Trois organisations ont généreusement accepté de faire une entrevue avec Louise Brossard, chercheuse à l’ICÉA, soit : un centre d’éducation populaire (CÉP), un organisme d’alphabétisation et un centre d’éducation des adultes (CÉA). Deux de ces organisations ont permis à l’ICÉA de faire une entrevue avec deux adultes ayant utilisé leurs services. Il est à noter que seul ABC des Portages, l’organisme d’alphabétisation, a révélé son nom. Les deux autres ont préféré conserver l’anonymat.
 
L’appauvrissement du milieu de vie au centre d’éducation populaire
La situation du centre d’éducation populaire (CÉP) illustre les conséquences de l’abolition de poste ou la réduction des heures de travail. Le CÉP a abolir trois postes et a redistribué une partie des tâches au personnel toujours en place. 
 
Le « milieu de vie » a beaucoup souffert du manque de personnel puisque, entre 2010 et aujourd’hui, aucune personne du personnel n’en était la principale responsable. Antidote à l’isolement, les activités reliées au milieu de vie représentent la plupart du temps une porte d’entrée à une multitude d’apprentissages. 
 
Selon les principes mêmes de l’éducation populaire, les personnes s’impliquent petit à petit, réalisent qu’elles peuvent agir et apprendre, se sentent utiles socialement et peuvent ainsi améliorer leur connaissance et leur estime. Fortes de ces acquis, certaines d’entre elles s’inscriront à un atelier d’alphabétisation offert par le CÉP.
 
Ainsi, ce sont les personnes les plus en besoin qui tirent avantage du milieu de vie, notamment les personnes pauvres ou analphabètes. D’autres impacts décrits dans ce portrait montrent que les bénévoles, le personnel et les groupes communautaires du milieu ont également subi les contrecoups des réductions du financement du CÉP.
 
La difficulté de répondre aux besoins des personnes analphabètes des petites localités
Le deuxième portrait présente ABC des Portages, un organisme d’alphabétisation dans le Bas-Saint-Laurent. Le principal problème de cet organisme concerne l’insuffisance du montant de sa subvention de base et de sa non-indexation depuis 2003. 
 
De fait, ABC ne pouvait pas répondre à tous les besoins d’alphabétisation sur son territoire; ce qui est pourtant l’essentiel de sa mission. Comme les fonds manquaient, il a dû, entre 2010 et 2015, réduire ses activités selon que l’organisme arrivait ou non à trouver d’autres fonds.
______
CONSIGNE:
D’après le texte extrait, depuis quelle année la subvention de base d’ABC des Portages n’est-elle plus indexée ?

[Enregistrements bruts]
______
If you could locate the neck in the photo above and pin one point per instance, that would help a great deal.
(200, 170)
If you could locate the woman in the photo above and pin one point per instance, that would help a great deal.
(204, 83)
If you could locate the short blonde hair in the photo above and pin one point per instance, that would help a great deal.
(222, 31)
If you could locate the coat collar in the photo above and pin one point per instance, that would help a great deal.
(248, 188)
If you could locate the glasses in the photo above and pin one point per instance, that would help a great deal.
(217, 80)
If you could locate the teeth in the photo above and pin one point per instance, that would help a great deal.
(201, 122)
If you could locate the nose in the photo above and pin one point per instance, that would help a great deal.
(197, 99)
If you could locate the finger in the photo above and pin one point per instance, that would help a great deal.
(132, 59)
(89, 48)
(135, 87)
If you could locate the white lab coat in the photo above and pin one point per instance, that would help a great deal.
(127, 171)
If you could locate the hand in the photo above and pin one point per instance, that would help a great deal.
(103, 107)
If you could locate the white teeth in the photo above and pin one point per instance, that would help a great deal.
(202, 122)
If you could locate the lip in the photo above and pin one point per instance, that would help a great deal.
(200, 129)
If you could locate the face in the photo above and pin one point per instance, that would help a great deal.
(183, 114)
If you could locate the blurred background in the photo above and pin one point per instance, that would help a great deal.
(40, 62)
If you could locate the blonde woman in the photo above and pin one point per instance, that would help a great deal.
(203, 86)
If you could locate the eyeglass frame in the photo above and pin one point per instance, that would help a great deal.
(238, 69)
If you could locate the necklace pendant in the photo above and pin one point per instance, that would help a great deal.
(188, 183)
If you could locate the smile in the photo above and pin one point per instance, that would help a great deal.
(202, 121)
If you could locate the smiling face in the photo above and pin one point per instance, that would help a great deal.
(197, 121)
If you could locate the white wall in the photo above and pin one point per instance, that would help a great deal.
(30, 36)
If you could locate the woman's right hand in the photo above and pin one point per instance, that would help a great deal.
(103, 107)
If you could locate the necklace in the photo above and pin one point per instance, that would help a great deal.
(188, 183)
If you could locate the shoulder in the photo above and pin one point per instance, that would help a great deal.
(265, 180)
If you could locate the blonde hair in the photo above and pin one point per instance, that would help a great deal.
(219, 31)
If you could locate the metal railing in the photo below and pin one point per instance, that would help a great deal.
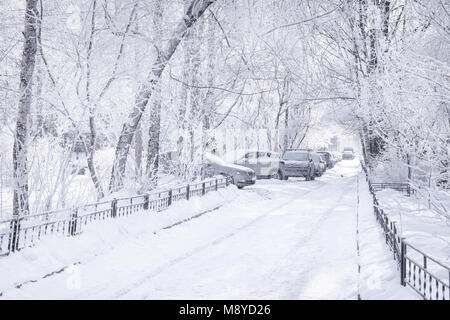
______
RÉPONSE COMPLÈTE:
Elle n’est plus indexée depuis 2003.